[Point labeling examples]
▬▬▬

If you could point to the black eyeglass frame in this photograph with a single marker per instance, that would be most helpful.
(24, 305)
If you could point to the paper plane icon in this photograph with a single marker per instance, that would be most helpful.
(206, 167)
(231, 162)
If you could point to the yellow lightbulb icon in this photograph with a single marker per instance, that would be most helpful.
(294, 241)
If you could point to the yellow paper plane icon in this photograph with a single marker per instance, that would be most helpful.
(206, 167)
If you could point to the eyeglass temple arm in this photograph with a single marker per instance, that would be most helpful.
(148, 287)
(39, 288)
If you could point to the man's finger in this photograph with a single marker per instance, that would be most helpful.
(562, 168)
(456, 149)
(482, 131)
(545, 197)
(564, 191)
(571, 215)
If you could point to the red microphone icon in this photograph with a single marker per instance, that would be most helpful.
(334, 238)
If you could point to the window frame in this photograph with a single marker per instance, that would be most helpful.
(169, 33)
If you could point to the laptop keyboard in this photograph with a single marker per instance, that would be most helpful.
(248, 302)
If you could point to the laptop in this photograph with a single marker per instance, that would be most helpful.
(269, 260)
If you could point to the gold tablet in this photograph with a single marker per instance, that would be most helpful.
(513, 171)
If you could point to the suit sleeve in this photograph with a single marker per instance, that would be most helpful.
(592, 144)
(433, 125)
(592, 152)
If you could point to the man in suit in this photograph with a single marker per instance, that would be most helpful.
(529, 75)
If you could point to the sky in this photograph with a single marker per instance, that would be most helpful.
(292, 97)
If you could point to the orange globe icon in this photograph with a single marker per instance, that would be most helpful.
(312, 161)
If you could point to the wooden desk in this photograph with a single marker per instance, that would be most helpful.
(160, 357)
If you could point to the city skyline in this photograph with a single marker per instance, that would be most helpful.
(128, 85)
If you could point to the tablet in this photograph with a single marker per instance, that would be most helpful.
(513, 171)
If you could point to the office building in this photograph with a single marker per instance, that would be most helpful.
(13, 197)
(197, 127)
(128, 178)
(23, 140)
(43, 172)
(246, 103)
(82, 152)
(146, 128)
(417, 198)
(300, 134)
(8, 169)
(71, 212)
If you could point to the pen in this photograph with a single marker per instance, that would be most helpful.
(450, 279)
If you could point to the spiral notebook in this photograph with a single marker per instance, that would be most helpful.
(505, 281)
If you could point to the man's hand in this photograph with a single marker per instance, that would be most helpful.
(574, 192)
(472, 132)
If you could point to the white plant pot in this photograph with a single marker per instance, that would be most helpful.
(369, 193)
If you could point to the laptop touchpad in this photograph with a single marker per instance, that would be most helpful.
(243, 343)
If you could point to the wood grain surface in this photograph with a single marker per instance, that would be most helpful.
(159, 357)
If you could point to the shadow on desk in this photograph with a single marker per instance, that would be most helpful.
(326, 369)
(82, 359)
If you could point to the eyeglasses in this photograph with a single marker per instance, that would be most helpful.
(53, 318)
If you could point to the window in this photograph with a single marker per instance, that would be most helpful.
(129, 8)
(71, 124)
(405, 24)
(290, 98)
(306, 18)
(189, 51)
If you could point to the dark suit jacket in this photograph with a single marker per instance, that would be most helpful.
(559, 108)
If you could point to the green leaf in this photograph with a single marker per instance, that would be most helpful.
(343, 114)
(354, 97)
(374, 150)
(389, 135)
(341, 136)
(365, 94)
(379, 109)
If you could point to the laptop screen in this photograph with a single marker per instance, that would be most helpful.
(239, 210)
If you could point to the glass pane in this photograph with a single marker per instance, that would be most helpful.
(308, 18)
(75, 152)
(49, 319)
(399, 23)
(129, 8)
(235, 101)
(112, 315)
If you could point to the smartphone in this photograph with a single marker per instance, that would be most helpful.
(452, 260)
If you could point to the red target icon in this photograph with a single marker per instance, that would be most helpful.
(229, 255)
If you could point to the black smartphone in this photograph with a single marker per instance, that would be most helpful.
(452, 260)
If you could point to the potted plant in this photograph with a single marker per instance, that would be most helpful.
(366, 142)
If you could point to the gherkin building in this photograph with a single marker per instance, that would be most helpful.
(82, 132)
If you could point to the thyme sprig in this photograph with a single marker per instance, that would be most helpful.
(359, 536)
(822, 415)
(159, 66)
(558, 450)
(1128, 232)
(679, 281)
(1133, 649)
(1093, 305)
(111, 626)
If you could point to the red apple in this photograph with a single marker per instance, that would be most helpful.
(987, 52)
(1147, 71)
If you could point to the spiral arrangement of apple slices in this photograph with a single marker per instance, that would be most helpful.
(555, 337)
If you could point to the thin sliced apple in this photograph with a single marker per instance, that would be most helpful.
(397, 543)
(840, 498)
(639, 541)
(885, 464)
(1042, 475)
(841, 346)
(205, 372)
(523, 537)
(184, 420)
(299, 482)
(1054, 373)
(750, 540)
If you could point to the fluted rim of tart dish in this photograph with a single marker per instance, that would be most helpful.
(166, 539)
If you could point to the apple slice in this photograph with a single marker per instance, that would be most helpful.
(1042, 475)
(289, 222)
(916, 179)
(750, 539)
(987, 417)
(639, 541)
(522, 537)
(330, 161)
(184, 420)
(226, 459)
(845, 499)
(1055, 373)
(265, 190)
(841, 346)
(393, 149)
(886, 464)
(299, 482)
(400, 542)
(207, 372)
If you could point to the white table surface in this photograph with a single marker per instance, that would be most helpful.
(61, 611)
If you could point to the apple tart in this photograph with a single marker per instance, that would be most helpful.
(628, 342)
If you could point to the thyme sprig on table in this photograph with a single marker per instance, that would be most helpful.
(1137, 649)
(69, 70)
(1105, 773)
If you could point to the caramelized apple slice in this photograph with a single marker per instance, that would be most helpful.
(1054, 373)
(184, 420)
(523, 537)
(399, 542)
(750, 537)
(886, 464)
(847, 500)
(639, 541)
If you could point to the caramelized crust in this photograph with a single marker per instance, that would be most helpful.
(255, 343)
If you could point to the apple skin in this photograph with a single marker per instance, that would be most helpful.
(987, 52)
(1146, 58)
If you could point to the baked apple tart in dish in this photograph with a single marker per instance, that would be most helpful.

▬▬▬

Written problem »
Can you rename "marker" to "dot" throughout all the rows above, keeping every other part of the lines the same?

Response to the exercise »
If you could point to the black eyeglass frame in this photograph with a single dot per instance, that would be most helpful.
(24, 305)
If you could point to the paper plane icon in this photograph with a single dot per instance, that would be most helpful.
(206, 167)
(231, 162)
If you could point to the yellow lightbulb icon in this photograph with a single dot per instance, that would be most helpful.
(294, 241)
If you could point to the yellow paper plane icon in this photograph with a single dot per instance, that would be most helpful.
(206, 167)
If you could point to the eyeglass temple arm in this photograph with a single dot per instance, that would be most helpful.
(148, 287)
(39, 288)
If you could point to the man's finger in this photograph with a single dot per instance, that would be most helpful.
(562, 168)
(456, 149)
(482, 131)
(545, 197)
(564, 191)
(571, 215)
If you could point to the red microphone icon in this photograph with a single dot per instance, that would be most helpful.
(334, 238)
If you could point to the window frame in this photograph with a single dot per instance, that would be most helpful.
(169, 33)
If you could point to the laptop keyboard in this photograph with a single dot per instance, that would be most helpful.
(248, 302)
If you could point to the laptop in this photograph with a single dot per instance, that would be most helpful.
(269, 260)
If you could point to the gold tablet in this photograph with a single dot per instance, that would be most helpful.
(513, 171)
If you could point to the suit sleeve in this photograph with a single dot per instance, that would be most helpful.
(592, 144)
(433, 125)
(592, 152)
If you could point to the man in suit in this photograph with a single dot per instance, that would be most helpful.
(529, 75)
If you could point to the sky in this photograph with a single dot per instance, that would be most helpful.
(292, 97)
If you could point to the orange globe icon in this photograph with a single dot per instance, that would be most helpful.
(312, 161)
If you could point to the wooden desk in this photograph with a single dot per instance, that would be most helpful.
(160, 357)
If you could point to the city skyline in this photograph with a single dot per instance, that would be most helpful.
(128, 85)
If you could point to the tablet in this photograph with a single dot per instance, that would be most helpful.
(513, 171)
If you could point to the office building in this photograph with a single dot per instance, that would be most helpful.
(13, 197)
(197, 127)
(128, 178)
(23, 140)
(43, 172)
(246, 103)
(82, 152)
(146, 128)
(417, 198)
(300, 134)
(8, 169)
(71, 212)
If you could point to the pen in this photograph with a single dot per instance, that would be most helpful.
(450, 279)
If you could point to the spiral notebook in this photograph with a single dot per instance, that would be most helpful.
(505, 281)
If you could point to the man's hand in this photograph with a single dot per instance, that would be most helpful.
(574, 192)
(472, 132)
If you could point to the white plant pot in this photograph with a single dot per instance, that would be most helpful.
(369, 193)
If you could point to the laptop touchpad in this photograph with a single dot per instance, that would be most helpful.
(243, 343)
If you could point to the wood grain surface in this photograph with a single dot per instance, that would be most helpful.
(159, 357)
If you could point to the shadow on desk in this photograph with a single dot per instance, that would be most helpful.
(326, 369)
(82, 359)
If you could point to the eyeglasses in this photograph with a single dot per instance, that would be most helpful.
(53, 318)
If you could point to the window in this photograph with a single dot per instance, that would be most helpful.
(129, 8)
(71, 124)
(405, 24)
(290, 98)
(306, 18)
(189, 51)
If you could point to the dark suit jacket in this photograph with a single dot per instance, that would be most helpful.
(559, 108)
If you could point to the green leaf in this photograph with a single dot per instance, that would be most helpful.
(343, 114)
(354, 97)
(374, 150)
(389, 135)
(341, 136)
(365, 94)
(379, 109)
If you could point to the laptop screen in this photograph with a single dot per instance, that would be most helpful.
(239, 210)
If you could point to the glass pane in this photograph with a single dot per instance, that would be most helpful.
(308, 18)
(75, 152)
(49, 319)
(399, 23)
(129, 8)
(235, 101)
(112, 315)
If you could point to the smartphone in this photograph with a single dot per instance, that would be most helpful.
(452, 260)
If you could point to the red target icon in this photograph with a single dot per instance, that would be most helpful.
(229, 255)
If you could point to the black smartphone in this photograph with a single dot per instance, that would be most helpful.
(452, 260)
If you could point to the potted plant in this photograph with a single dot per instance, that would be most helpful.
(366, 142)
If you could point to the gherkin building in this photograph with a single dot per instance, that would be most helpful.
(82, 132)
If you could point to the thyme sprig in this photograph with a single dot per instance, that would be most helpful.
(359, 536)
(822, 415)
(159, 66)
(558, 450)
(1128, 232)
(679, 281)
(1133, 649)
(1093, 305)
(111, 626)
If you could point to the red apple in this photograph with a single dot per instance, that would be most helpful.
(987, 52)
(1147, 71)
If you could point to the spiral arrangement of apple slices in this photograph with a single dot per instance, that would be most helpful.
(555, 337)
If you could point to the thin sliced apple in this photograph with a single dot per instance, that would be most helpful.
(397, 543)
(840, 498)
(639, 541)
(885, 464)
(1042, 475)
(841, 346)
(205, 372)
(523, 537)
(184, 420)
(299, 482)
(1054, 373)
(750, 540)
If you could point to the fluted rim of tart dish in this photograph with a single dot per instance, that would be most helpful.
(166, 539)
If you could point to the apple slice in this photograph with a single dot per instance, that would be most helpful.
(1042, 475)
(289, 222)
(916, 179)
(750, 539)
(987, 417)
(639, 541)
(522, 537)
(330, 161)
(184, 420)
(226, 459)
(845, 499)
(1055, 373)
(265, 190)
(841, 346)
(393, 149)
(886, 464)
(299, 482)
(400, 542)
(207, 372)
If you could point to the white table surface in this photograph with a single dot per instance, that would be most helpful.
(61, 611)
If you could point to the apple tart in this photograph with a single dot per instance, that would be most helpful.
(628, 342)
If you could point to the thyme sprig on table in this photograph with a single dot per instance, that would be most helpful.
(1137, 649)
(69, 70)
(1105, 773)
If you could point to the caramelized apple slice in this photograph with a single dot per instance, that would be most helpful.
(1054, 373)
(184, 420)
(523, 537)
(399, 542)
(750, 537)
(886, 464)
(847, 500)
(639, 541)
If you could point to the caramelized crust in this photograph with a single dot per instance, that would be most helpful.
(255, 343)
If you could point to the apple skin in this photograph with a single dot per instance, that would be most helpful.
(987, 52)
(1146, 58)
If you could point to the baked apple tart in dish in this photograph with a single dot per instance, that would be most helpful.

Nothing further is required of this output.